• Exercise instructions:
**1.** Locate every line in the entries below that contains the string "board", and copy each such line in full.
**2.** Carry on the abstract about a plant-stem extract that inhibits aluminum corrosion, beginning immediately after its final line.

• Selected text:
===============
Aqueous extract of stems of Tinosporacordiofolia was studied as a corrosion inhibitor for aluminum in sulfuric acid (pH = 3) by using potentiodynamic polarization method and electrochemical impedance spectroscopy (EIS) technique in the temperature range of 30 °C to 50 °C. The concentrations of inhibitor used were in the range of 50- 400ppm. Inhibition efficiency was found to increase with increase in inhibitor concentrations and decrease with increase in temperature. Tinosporacordiofolia stems extract (TCSE) acted as an anodic type inhibitor and underwent physical adsorption process on the surface of the metal and followed Langmuir adsorption isotherm.

Keywords
Aluminum, potentiodynamic polarisation, Tinosporacordiofolia, Sulfuric acid, EIS.
===============
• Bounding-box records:
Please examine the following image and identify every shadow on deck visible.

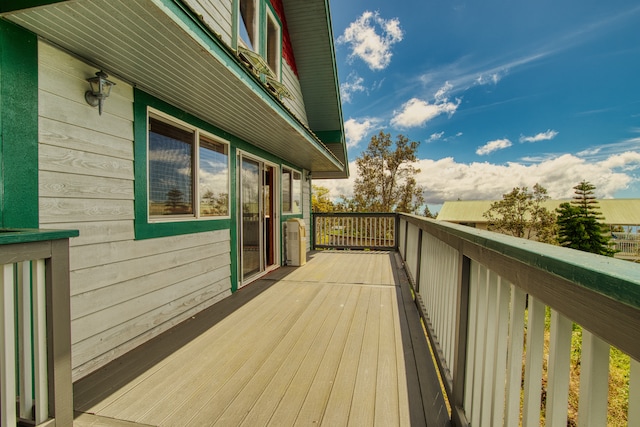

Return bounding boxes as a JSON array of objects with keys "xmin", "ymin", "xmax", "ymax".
[{"xmin": 74, "ymin": 252, "xmax": 449, "ymax": 427}]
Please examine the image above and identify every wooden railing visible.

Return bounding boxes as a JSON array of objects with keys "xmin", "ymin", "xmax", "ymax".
[
  {"xmin": 312, "ymin": 213, "xmax": 397, "ymax": 250},
  {"xmin": 398, "ymin": 215, "xmax": 640, "ymax": 426},
  {"xmin": 611, "ymin": 232, "xmax": 640, "ymax": 260},
  {"xmin": 0, "ymin": 230, "xmax": 78, "ymax": 427}
]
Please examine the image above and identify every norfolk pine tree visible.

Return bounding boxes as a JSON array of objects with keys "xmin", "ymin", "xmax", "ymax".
[{"xmin": 556, "ymin": 181, "xmax": 615, "ymax": 256}]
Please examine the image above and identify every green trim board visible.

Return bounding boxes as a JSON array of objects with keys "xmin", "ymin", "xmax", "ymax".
[
  {"xmin": 0, "ymin": 0, "xmax": 64, "ymax": 13},
  {"xmin": 0, "ymin": 19, "xmax": 39, "ymax": 228},
  {"xmin": 134, "ymin": 89, "xmax": 235, "ymax": 239},
  {"xmin": 134, "ymin": 89, "xmax": 303, "ymax": 292}
]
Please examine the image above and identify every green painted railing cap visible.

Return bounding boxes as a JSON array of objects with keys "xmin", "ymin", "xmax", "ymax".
[{"xmin": 0, "ymin": 228, "xmax": 80, "ymax": 245}]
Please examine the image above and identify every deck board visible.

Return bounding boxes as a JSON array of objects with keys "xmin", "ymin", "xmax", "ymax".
[{"xmin": 74, "ymin": 252, "xmax": 444, "ymax": 427}]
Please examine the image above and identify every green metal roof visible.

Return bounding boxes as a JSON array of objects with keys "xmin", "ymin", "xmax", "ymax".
[{"xmin": 437, "ymin": 199, "xmax": 640, "ymax": 225}]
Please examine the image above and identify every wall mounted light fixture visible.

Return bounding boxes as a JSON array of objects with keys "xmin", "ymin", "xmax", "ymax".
[{"xmin": 84, "ymin": 71, "xmax": 115, "ymax": 115}]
===============
• Responses in order:
**1.**
Please examine the image above and identify every green trim board visible.
Please examine the image above and identify every deck board visible.

**2.**
INTRODUCTION
Aluminum is one of the most common metals used for industrial and domestic purposes due to its excellent electrical conductivity, good forming properties, low cost and other relatively noble properties [1]. The applications of aluminum and its alloys are often possible because of the natural tendency of aluminum to form a passivating oxide layer. However in aggressive media, the passivating layer can be destroyed and corrosive attack can take place. The protection of aluminum and its oxide films against the corrosive action of sulfate ions have been extensively studied. Sulfuric acid in the pH range of 2-4.5 is mainly used for pickling, chemical and electrochemical etching of aluminum and its alloys. A useful method to protect metals and alloys deployed in service in aggressive environments against corrosion is the addition of inhibitors. A number of organic compounds are known to be applicable as corrosion inhibitors for aluminum and its alloys in acidic environments[2]. Such compounds mainly contain nitrogen, oxygen sulfur or π bonds throughwhich adsorption of the molecules on the metal surface can take place. This creates a barrier between the metal and corrosive and brings down the rate of corrosion.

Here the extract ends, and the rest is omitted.